- DATA FOR THE TASK:

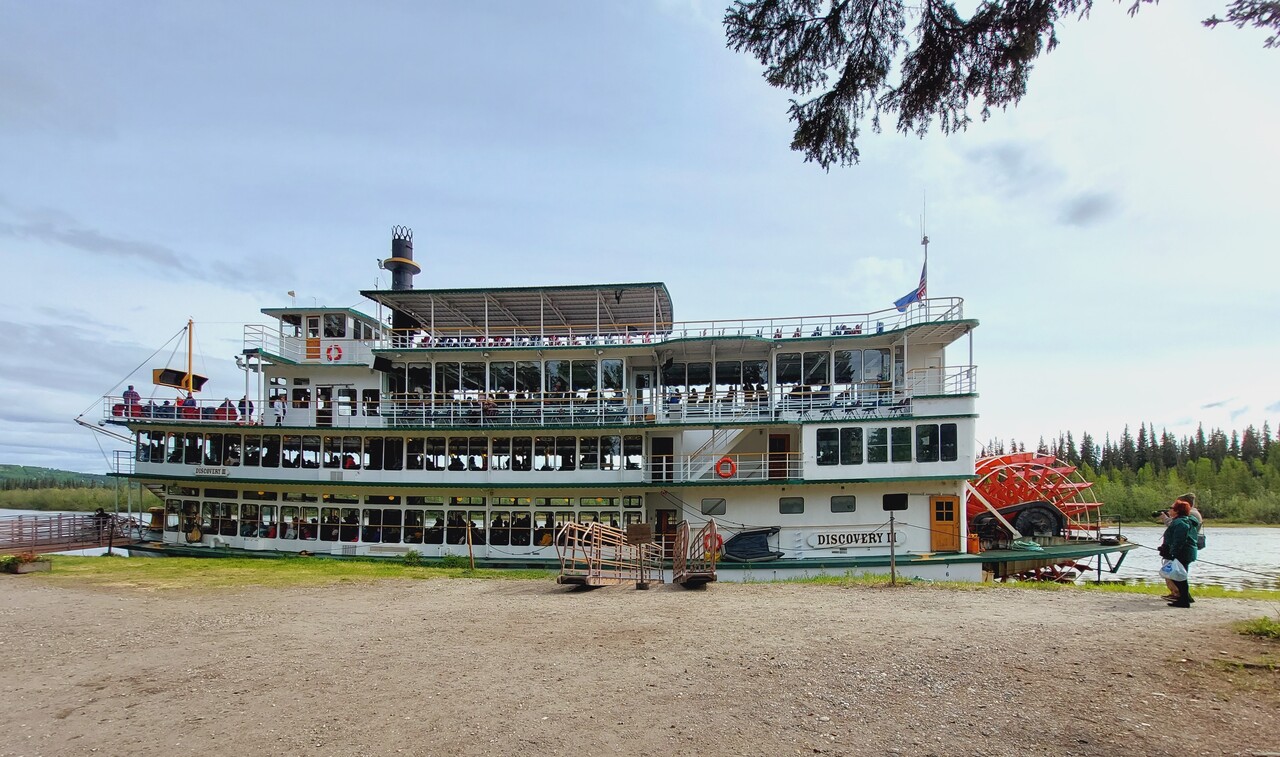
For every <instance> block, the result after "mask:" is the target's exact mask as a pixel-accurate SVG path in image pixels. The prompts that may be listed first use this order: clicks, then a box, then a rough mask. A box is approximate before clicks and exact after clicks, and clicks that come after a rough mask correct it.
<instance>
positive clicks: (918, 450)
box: [915, 423, 938, 462]
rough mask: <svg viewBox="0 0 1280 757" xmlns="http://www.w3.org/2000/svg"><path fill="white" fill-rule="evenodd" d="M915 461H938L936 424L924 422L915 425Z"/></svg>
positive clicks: (937, 434)
mask: <svg viewBox="0 0 1280 757" xmlns="http://www.w3.org/2000/svg"><path fill="white" fill-rule="evenodd" d="M915 461H916V462H937V461H938V424H936V423H925V424H920V425H916V427H915Z"/></svg>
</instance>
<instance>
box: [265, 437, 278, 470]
mask: <svg viewBox="0 0 1280 757" xmlns="http://www.w3.org/2000/svg"><path fill="white" fill-rule="evenodd" d="M279 466H280V437H279V435H276V434H262V468H279Z"/></svg>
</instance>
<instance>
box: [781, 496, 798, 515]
mask: <svg viewBox="0 0 1280 757" xmlns="http://www.w3.org/2000/svg"><path fill="white" fill-rule="evenodd" d="M801 512H804V497H780V498H778V514H781V515H800V514H801Z"/></svg>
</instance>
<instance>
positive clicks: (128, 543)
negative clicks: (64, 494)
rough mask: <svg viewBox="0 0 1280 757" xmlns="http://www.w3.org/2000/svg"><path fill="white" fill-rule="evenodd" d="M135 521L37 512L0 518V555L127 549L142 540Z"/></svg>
mask: <svg viewBox="0 0 1280 757" xmlns="http://www.w3.org/2000/svg"><path fill="white" fill-rule="evenodd" d="M143 535H145V534H143V529H142V528H141V524H138V523H137V521H136V520H133V519H131V517H125V516H118V515H106V514H101V515H99V514H93V512H83V514H81V512H47V514H46V512H41V514H36V515H8V516H4V517H0V555H19V553H26V552H29V553H32V555H41V553H45V552H69V551H72V549H92V548H95V547H128V546H129V544H133V543H137V542H138V541H141V537H143Z"/></svg>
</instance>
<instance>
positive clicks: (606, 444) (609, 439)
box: [600, 437, 622, 470]
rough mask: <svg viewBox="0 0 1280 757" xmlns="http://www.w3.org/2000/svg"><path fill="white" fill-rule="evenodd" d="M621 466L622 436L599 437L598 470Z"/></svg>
mask: <svg viewBox="0 0 1280 757" xmlns="http://www.w3.org/2000/svg"><path fill="white" fill-rule="evenodd" d="M621 468H622V437H600V470H618V469H621Z"/></svg>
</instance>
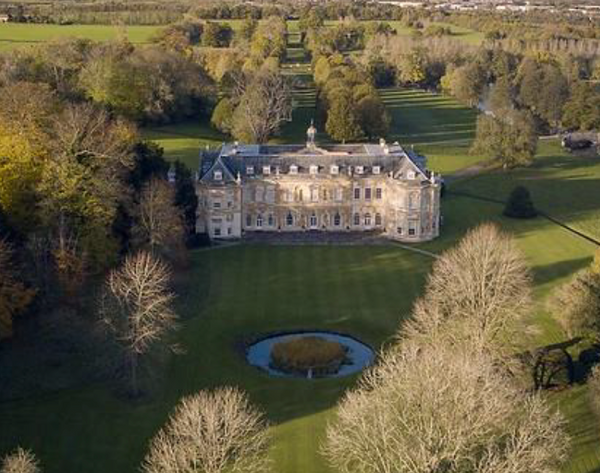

- TASK:
The required output is an exact copy of the lines from the start of the material above through the line containing "461H938L936 424L924 422L915", inclusive, with no pictures in it.

- WORKED SOLUTION:
For every <instance> block, the result after "mask:" is the target's exact mask as a pixel-accurate SVG path in image pixels. The prompts that may be listed first use this order: clicks, then a box, then a rough mask. A box is approximate before clicks and exact after clicks, and clicks that come after a rough mask correct it.
<instance>
positive clicks: (918, 450)
box: [915, 423, 938, 462]
rough mask: <svg viewBox="0 0 1280 757" xmlns="http://www.w3.org/2000/svg"><path fill="white" fill-rule="evenodd" d="M915 461H938L936 424L924 422L915 425Z"/></svg>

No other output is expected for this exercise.